**Aim**
Please locate every line in the data below that contains the word "cream" and copy each of those lines in full.

**Dataset rows**
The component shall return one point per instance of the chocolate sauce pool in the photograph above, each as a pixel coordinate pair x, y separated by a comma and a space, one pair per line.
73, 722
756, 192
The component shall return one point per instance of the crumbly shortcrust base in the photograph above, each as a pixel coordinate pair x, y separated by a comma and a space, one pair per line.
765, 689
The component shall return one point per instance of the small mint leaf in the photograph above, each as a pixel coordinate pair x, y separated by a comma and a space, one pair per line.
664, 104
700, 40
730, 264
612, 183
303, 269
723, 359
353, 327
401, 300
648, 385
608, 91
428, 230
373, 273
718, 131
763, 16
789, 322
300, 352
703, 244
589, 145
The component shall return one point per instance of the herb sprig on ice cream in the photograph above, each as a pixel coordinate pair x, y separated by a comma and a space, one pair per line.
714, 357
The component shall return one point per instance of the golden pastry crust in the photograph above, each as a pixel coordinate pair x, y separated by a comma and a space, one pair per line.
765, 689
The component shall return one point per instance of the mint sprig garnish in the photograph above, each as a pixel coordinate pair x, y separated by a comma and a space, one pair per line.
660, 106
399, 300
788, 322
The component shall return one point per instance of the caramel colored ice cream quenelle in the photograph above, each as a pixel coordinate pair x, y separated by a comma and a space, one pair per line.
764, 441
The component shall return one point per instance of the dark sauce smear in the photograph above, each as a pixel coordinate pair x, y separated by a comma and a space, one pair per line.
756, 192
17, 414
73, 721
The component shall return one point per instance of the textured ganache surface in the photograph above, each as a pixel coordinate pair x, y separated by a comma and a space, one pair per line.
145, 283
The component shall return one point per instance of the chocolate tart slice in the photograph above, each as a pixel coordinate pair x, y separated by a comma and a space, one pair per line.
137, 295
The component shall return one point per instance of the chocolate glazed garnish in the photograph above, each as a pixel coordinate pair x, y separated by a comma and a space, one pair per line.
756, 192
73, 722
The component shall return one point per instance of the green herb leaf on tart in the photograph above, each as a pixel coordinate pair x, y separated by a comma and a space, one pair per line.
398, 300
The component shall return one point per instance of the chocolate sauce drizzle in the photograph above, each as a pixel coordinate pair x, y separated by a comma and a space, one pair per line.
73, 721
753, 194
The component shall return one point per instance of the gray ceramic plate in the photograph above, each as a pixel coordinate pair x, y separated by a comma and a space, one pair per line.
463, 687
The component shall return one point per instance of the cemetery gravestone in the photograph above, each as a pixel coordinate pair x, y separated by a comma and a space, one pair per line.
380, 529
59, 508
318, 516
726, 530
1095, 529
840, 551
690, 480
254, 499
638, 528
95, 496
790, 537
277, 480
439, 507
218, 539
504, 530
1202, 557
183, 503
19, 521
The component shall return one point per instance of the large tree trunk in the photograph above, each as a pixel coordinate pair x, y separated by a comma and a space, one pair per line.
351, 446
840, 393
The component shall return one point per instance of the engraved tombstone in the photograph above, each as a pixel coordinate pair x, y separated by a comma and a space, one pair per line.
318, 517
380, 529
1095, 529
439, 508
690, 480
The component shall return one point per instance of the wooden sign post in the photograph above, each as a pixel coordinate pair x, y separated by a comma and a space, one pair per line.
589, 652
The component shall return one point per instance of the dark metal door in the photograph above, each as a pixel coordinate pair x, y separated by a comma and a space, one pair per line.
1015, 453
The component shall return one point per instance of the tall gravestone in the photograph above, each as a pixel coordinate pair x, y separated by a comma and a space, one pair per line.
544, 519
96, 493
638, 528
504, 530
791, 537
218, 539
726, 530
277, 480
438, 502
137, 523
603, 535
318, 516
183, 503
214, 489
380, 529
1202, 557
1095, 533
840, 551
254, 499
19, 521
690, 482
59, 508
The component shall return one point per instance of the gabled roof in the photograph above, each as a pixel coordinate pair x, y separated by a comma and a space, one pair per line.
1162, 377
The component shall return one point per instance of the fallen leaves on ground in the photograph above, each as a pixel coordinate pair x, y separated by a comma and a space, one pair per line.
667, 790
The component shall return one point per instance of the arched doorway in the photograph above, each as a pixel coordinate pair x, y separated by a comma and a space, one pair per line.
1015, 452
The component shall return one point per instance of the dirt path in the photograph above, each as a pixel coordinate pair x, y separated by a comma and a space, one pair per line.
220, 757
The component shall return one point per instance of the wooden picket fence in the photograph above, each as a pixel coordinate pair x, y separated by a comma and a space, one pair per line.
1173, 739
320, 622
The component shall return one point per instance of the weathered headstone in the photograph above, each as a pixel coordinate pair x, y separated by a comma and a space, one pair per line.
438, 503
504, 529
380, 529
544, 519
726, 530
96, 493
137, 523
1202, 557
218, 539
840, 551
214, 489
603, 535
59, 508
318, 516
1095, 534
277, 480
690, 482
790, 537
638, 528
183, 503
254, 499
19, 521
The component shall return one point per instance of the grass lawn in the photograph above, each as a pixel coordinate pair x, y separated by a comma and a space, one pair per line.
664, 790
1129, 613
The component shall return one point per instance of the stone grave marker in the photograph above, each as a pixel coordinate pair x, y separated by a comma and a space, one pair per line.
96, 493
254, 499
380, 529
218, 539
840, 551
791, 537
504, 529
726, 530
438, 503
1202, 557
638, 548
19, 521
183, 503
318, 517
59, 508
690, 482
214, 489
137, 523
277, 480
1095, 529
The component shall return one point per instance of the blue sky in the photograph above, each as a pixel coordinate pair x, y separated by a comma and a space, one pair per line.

* * *

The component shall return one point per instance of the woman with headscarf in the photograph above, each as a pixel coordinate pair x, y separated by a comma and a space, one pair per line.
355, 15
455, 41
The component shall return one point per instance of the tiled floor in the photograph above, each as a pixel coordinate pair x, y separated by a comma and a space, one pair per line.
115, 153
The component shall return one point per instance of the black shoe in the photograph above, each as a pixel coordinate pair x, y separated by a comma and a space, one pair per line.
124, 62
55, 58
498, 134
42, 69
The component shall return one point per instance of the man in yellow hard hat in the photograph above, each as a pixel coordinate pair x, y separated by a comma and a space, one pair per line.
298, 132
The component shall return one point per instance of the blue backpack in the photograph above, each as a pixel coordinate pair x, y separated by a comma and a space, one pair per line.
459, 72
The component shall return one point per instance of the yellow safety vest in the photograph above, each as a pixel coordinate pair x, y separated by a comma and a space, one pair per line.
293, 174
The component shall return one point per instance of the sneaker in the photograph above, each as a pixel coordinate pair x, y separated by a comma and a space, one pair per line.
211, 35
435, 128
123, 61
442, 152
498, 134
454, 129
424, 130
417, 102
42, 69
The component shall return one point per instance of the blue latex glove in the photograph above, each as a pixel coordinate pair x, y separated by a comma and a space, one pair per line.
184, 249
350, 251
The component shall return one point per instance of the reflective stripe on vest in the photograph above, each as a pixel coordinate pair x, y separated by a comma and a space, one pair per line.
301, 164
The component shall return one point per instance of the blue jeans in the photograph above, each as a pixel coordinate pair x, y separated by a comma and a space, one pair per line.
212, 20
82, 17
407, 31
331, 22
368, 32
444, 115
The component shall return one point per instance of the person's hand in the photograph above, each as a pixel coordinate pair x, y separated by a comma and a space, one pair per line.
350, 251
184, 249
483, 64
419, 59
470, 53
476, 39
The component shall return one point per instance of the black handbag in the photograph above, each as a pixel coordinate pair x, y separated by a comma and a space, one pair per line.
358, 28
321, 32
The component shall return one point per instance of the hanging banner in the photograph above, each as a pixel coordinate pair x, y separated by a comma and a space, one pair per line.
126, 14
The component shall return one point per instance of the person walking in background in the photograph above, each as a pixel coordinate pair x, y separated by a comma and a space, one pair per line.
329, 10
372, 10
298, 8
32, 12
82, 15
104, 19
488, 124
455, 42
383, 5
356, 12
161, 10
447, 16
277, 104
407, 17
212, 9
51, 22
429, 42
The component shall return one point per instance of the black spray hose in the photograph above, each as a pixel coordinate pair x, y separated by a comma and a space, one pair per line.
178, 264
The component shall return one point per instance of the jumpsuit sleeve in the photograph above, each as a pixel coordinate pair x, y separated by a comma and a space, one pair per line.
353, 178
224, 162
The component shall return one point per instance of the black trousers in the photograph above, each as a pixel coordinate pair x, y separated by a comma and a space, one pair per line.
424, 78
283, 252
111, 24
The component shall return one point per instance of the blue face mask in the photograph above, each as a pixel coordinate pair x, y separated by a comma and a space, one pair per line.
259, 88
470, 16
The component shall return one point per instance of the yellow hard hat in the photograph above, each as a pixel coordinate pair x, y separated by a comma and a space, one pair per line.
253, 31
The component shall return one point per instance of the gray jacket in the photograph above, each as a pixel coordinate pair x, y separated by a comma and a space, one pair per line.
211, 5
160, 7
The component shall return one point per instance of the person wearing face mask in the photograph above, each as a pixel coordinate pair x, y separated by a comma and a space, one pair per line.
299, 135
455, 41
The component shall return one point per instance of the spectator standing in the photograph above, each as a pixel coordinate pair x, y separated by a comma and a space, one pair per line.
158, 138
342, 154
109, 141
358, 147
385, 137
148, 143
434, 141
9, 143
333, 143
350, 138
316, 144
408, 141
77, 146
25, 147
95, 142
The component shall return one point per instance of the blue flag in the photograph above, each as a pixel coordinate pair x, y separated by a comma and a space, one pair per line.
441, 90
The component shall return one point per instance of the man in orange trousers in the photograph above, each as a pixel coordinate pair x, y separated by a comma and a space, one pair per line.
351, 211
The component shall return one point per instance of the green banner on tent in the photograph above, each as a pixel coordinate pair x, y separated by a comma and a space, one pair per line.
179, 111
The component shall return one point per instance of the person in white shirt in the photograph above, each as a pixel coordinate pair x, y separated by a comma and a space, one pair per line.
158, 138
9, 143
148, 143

**Answer to the task**
The component shall return one point per instance of the herb sprig on ice cream in the photograph above, each as a pixel coordinate pair x, y separated by a comma and a space, one pair per line.
The component shall return one point per instance of the caramel colored ice cream quenelle in the photograph above, each as a pixel coordinate pair x, y separated by a comma and a space, one pair per line.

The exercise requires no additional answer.